REQUIRED TASK: Rewrite the stretch from the start of the records through the line containing "378 131 L 418", changing "blond hair" to "golden hair" and leaving everything else the same.

########

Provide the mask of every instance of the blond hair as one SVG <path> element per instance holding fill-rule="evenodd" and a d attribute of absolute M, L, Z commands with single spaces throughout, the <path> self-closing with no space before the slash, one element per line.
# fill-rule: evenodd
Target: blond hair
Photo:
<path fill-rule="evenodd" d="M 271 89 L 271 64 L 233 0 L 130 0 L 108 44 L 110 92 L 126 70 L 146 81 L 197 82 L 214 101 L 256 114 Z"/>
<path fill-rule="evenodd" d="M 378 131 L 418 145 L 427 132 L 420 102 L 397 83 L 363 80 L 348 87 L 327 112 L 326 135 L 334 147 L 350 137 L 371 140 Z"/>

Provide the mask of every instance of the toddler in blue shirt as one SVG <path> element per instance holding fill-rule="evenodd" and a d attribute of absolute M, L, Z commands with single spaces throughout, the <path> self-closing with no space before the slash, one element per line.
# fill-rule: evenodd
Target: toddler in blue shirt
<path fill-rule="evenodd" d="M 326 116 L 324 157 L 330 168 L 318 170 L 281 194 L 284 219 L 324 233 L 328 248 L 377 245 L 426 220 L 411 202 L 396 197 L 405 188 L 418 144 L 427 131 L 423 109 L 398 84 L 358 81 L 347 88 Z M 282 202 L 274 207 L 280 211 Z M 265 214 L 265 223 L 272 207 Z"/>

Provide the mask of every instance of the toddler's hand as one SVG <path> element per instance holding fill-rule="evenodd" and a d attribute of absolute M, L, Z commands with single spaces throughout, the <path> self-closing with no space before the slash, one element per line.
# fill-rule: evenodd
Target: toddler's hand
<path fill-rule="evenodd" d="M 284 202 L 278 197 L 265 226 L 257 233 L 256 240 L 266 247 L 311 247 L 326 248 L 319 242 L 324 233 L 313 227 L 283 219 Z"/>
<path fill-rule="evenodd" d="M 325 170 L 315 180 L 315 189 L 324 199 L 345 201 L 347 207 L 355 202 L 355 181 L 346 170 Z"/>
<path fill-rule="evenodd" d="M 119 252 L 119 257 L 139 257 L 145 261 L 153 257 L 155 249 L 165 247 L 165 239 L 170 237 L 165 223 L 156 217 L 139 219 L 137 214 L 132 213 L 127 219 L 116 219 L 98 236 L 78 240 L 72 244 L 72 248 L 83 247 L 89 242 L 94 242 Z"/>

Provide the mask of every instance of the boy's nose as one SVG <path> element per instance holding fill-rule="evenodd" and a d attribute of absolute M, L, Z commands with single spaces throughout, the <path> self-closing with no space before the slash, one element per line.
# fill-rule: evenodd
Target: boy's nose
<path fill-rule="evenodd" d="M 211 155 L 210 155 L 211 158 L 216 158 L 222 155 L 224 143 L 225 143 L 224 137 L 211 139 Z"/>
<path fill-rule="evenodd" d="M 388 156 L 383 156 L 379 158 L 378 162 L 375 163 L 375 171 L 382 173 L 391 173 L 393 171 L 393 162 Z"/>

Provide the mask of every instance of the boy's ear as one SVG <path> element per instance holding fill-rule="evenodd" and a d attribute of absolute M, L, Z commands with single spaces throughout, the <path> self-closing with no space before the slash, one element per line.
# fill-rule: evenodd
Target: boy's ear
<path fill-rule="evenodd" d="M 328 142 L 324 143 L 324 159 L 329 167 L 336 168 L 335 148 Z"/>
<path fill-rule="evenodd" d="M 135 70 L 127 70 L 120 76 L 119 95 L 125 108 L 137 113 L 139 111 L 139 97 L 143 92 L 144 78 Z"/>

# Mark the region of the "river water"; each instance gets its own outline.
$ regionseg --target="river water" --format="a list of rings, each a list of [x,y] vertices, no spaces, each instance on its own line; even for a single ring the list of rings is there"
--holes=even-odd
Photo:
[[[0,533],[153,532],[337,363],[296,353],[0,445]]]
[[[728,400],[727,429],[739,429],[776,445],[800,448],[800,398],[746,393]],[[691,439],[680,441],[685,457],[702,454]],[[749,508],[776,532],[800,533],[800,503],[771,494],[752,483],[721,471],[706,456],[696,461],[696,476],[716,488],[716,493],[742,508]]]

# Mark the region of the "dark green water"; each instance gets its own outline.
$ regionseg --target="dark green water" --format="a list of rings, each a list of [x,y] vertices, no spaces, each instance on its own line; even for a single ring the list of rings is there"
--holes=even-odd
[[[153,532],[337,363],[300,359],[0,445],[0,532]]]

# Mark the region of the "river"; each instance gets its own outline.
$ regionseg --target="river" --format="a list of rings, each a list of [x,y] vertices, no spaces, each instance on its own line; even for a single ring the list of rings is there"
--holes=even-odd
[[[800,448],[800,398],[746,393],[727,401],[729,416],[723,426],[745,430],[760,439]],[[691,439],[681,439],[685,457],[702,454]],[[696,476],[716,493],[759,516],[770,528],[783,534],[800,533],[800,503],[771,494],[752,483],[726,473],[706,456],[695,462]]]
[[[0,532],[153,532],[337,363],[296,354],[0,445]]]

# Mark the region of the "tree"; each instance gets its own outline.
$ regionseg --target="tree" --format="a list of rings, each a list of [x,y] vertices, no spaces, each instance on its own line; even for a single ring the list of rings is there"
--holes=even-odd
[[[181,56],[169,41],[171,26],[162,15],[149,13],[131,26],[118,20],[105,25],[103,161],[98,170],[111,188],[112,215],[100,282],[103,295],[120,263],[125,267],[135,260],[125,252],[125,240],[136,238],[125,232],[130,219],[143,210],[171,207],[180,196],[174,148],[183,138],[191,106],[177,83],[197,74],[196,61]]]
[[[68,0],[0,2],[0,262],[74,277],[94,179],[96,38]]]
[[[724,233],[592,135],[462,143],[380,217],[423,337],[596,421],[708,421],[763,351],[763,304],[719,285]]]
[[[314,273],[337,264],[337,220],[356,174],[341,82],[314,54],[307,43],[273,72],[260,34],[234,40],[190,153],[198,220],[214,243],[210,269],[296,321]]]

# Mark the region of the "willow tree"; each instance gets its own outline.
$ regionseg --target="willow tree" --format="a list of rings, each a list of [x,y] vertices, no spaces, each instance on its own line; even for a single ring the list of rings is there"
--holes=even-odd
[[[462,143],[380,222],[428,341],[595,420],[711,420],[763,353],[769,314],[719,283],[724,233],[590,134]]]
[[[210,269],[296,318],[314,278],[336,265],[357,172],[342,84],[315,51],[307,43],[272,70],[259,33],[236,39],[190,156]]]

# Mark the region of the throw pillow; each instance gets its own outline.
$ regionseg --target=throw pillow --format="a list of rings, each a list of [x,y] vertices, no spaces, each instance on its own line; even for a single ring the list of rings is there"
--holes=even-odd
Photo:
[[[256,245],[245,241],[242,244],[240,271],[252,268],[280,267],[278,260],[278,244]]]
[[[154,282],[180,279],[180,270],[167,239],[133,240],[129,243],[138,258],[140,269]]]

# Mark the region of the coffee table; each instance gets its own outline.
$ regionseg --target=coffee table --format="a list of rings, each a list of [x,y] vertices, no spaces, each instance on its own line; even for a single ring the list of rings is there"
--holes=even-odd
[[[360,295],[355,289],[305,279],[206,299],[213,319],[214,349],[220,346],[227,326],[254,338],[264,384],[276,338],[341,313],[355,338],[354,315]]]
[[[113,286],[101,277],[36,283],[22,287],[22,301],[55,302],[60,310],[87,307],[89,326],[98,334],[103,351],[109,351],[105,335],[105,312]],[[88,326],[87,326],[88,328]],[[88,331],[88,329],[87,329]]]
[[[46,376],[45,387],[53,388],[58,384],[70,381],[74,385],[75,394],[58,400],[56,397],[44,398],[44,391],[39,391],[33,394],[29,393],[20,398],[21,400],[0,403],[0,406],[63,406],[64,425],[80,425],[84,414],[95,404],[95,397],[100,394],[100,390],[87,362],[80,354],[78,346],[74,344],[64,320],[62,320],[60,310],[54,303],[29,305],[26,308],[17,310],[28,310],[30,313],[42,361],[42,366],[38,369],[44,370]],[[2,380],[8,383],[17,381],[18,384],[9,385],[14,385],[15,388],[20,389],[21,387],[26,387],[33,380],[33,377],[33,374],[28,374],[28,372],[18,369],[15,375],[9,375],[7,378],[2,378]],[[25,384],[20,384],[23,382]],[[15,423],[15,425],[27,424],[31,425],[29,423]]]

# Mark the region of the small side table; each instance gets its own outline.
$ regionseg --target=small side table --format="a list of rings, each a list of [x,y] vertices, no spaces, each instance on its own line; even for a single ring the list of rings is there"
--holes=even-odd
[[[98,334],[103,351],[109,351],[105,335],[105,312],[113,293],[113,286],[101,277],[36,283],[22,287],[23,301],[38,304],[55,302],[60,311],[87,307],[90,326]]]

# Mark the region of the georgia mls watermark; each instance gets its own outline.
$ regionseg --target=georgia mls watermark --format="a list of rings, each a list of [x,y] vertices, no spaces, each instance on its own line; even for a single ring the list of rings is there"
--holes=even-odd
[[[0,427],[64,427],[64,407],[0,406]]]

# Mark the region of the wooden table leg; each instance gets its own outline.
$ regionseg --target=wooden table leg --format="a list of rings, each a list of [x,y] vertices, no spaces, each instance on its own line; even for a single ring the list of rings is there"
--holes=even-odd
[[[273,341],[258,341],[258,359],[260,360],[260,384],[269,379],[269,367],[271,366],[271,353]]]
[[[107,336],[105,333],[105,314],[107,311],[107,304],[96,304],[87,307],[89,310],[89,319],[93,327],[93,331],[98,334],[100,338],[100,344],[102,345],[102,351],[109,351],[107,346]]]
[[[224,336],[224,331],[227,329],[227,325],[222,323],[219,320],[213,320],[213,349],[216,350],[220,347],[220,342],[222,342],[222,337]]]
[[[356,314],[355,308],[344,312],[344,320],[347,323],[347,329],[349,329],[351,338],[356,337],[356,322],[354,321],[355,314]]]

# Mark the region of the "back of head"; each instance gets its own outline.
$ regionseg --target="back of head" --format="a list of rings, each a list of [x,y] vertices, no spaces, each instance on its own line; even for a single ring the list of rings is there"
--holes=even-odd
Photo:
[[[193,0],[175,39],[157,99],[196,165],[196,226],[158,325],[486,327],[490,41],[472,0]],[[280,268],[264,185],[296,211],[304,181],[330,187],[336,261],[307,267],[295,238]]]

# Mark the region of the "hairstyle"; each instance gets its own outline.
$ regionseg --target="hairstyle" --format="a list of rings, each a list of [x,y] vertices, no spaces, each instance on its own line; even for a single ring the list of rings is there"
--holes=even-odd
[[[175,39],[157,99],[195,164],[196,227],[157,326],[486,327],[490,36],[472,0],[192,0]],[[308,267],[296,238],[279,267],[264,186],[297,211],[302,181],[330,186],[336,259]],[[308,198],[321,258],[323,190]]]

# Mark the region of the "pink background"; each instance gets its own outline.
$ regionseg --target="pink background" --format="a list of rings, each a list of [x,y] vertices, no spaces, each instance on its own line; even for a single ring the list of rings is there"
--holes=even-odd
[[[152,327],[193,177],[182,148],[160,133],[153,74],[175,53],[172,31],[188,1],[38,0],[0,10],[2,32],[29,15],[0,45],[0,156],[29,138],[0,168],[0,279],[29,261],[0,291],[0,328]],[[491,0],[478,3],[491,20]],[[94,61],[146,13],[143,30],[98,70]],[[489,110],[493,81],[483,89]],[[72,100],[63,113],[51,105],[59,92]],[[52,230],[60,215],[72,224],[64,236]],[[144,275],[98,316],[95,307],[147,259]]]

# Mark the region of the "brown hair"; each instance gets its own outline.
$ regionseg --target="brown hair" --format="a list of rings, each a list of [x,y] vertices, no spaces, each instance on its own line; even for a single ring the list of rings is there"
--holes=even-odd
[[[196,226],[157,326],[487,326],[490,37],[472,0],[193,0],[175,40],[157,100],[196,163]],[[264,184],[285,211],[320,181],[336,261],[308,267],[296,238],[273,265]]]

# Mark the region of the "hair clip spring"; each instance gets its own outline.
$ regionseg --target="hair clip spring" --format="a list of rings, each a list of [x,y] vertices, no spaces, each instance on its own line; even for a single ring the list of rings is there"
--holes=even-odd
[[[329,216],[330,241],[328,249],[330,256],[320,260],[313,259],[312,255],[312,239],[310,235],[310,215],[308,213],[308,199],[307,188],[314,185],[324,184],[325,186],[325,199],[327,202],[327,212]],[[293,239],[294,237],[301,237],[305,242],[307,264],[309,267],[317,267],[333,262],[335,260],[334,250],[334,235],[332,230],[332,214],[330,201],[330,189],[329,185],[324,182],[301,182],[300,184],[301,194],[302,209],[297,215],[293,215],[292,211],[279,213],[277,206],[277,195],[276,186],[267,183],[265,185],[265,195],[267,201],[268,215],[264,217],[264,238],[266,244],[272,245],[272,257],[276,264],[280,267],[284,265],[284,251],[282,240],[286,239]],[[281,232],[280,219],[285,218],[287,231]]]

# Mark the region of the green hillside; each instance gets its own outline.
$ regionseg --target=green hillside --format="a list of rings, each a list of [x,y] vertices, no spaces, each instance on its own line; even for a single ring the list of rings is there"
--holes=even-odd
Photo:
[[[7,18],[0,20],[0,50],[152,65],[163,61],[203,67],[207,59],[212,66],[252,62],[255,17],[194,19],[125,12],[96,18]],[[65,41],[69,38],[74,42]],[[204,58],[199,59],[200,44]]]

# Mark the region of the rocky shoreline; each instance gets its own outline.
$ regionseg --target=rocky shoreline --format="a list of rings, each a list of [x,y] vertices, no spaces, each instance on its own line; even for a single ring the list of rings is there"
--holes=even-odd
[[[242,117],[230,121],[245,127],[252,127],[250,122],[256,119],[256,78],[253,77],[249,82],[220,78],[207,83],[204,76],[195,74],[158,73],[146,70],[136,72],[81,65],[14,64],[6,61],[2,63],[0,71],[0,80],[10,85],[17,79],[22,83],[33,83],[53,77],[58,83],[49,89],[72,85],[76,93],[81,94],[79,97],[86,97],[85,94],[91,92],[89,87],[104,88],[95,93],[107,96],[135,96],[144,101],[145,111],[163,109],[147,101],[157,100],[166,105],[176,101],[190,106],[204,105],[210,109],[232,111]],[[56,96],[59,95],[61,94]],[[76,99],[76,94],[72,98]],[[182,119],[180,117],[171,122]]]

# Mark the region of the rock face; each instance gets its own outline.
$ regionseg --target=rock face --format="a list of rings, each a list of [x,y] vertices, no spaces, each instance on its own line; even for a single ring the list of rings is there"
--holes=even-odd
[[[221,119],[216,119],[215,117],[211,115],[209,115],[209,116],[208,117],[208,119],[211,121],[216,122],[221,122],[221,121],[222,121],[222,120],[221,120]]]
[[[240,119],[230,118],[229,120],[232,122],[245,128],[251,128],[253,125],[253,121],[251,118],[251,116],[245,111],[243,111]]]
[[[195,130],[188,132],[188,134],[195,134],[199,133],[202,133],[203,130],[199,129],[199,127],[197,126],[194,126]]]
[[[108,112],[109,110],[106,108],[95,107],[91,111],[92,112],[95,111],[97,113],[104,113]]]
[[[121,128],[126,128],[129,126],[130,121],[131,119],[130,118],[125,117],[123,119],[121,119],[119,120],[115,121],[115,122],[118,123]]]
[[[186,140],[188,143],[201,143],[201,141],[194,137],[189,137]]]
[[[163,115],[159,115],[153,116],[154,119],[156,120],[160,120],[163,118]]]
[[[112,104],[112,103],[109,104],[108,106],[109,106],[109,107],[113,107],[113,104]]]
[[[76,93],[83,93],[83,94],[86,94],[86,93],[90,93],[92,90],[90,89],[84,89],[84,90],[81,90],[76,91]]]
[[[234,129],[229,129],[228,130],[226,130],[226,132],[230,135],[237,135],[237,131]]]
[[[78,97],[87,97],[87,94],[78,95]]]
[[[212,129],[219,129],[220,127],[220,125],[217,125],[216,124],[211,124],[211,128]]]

########

FINISHED TASK:
Provide the mask of every instance of the golden hair as one SVG <path> element per instance holding fill-rule="evenodd" and a d attribute of absolute M, L, Z commands with single spaces throughout, the <path> self-closing with no space before the slash, one element per line.
# fill-rule: evenodd
Target: golden hair
Photo:
<path fill-rule="evenodd" d="M 271 89 L 271 64 L 233 0 L 130 0 L 108 44 L 110 92 L 126 70 L 146 81 L 197 82 L 214 101 L 256 114 Z"/>
<path fill-rule="evenodd" d="M 378 131 L 418 145 L 427 132 L 420 102 L 397 83 L 363 80 L 348 87 L 327 112 L 326 135 L 334 147 L 350 137 L 371 140 Z"/>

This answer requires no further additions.